## Job
Filter the records below down to the lines that contain the word "woman", and copy each of those lines. Case counts.

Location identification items

** Begin **

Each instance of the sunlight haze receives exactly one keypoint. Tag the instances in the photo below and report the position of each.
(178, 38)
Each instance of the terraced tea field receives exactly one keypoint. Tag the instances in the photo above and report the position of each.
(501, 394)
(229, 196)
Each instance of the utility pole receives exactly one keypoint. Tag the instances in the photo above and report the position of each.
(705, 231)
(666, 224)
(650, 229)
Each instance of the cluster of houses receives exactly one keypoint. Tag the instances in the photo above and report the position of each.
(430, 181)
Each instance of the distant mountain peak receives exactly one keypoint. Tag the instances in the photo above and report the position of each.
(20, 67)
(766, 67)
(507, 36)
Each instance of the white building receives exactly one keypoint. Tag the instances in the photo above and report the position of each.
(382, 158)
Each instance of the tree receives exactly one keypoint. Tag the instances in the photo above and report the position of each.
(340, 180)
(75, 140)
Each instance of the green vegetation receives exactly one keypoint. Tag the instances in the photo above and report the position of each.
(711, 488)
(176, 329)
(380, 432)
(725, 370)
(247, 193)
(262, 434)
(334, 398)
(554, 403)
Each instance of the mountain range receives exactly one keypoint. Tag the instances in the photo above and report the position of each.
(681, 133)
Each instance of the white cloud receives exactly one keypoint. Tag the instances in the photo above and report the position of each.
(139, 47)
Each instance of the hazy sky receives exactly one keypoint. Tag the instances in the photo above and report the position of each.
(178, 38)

** End **
** Begin **

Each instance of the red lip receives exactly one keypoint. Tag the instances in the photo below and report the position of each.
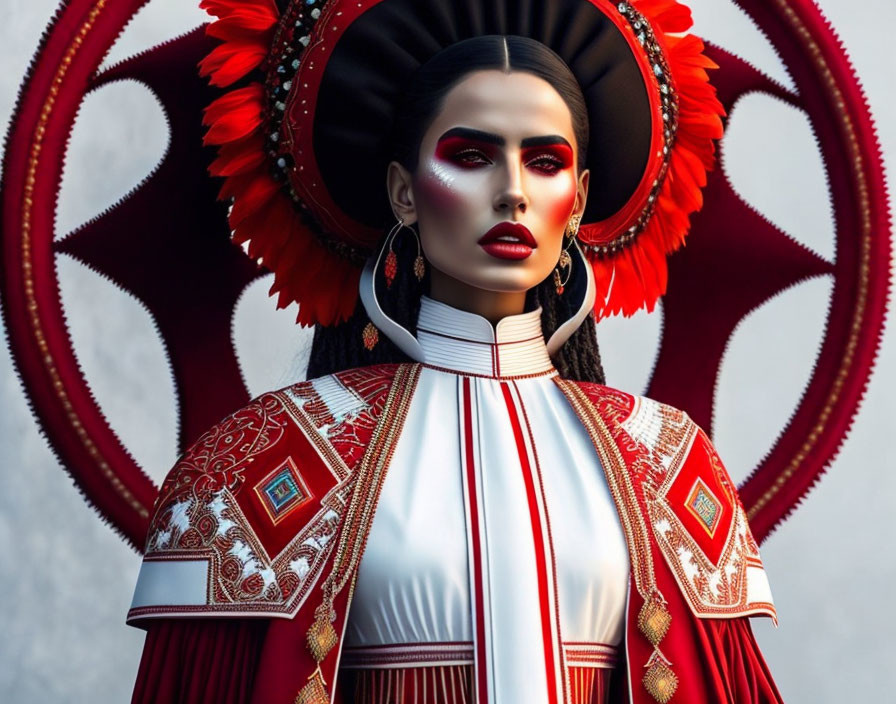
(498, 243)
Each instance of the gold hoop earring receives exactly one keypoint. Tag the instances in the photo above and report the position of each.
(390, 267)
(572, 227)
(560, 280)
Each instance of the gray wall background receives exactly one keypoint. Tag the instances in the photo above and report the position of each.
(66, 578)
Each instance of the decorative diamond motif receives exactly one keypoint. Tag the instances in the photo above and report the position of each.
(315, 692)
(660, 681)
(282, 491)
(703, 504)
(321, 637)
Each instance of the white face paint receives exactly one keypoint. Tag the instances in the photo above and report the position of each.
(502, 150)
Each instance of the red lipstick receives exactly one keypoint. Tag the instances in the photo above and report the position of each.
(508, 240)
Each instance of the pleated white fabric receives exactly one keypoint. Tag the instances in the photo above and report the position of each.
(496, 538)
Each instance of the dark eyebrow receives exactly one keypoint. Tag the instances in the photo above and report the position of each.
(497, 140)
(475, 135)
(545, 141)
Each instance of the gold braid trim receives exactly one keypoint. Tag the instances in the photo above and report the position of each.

** End **
** Begin **

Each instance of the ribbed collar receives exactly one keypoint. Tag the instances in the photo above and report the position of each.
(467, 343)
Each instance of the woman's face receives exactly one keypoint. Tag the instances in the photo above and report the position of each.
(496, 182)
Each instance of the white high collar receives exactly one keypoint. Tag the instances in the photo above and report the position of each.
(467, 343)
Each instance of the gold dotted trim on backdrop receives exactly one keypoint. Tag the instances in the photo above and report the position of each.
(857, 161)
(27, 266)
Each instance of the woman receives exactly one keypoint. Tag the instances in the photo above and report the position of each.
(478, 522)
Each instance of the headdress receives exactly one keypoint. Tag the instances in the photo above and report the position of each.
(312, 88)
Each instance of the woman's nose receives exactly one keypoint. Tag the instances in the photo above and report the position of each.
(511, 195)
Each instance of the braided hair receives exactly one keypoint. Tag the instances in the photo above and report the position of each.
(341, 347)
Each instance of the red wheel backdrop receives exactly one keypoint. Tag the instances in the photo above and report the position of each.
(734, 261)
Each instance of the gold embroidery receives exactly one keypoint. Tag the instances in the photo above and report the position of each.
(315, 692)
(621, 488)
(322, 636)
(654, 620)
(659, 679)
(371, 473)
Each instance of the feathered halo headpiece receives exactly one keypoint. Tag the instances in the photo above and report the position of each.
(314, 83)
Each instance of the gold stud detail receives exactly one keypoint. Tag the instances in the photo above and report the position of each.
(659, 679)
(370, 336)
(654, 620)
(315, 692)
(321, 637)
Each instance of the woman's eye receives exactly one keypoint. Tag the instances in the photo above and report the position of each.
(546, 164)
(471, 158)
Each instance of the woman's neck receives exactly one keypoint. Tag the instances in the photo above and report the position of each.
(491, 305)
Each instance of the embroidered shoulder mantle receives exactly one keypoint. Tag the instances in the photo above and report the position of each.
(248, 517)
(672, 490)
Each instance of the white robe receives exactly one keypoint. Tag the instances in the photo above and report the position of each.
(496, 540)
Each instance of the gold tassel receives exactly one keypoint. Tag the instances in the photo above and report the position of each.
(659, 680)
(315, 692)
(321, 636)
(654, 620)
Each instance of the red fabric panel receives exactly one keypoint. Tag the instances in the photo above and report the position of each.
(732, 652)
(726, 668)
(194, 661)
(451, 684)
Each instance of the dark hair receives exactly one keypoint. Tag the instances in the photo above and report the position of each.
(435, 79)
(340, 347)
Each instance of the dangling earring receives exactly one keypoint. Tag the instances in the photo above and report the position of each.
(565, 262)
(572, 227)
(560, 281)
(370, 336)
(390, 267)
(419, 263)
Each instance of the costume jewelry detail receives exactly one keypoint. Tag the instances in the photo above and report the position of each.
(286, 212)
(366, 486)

** End **

## Written reply
Each instance of the woman's face receives exactly one keypoint. Tag the instances in the photo above and report the position of each.
Each instance of the woman receives exactly one keypoint. Tag the instances in the photo above and report the position of each.
Each instance of the woman's nose receives exactly one keypoint. Tag the instances in the photo above and report the position of each.
Each instance of the woman's eye receives exactly one keypoint. Tag the instances in the photo above and report the position of each.
Each instance of the woman's neck receives exactly one keypoint. Tag the instances in the photo above and report the position of each.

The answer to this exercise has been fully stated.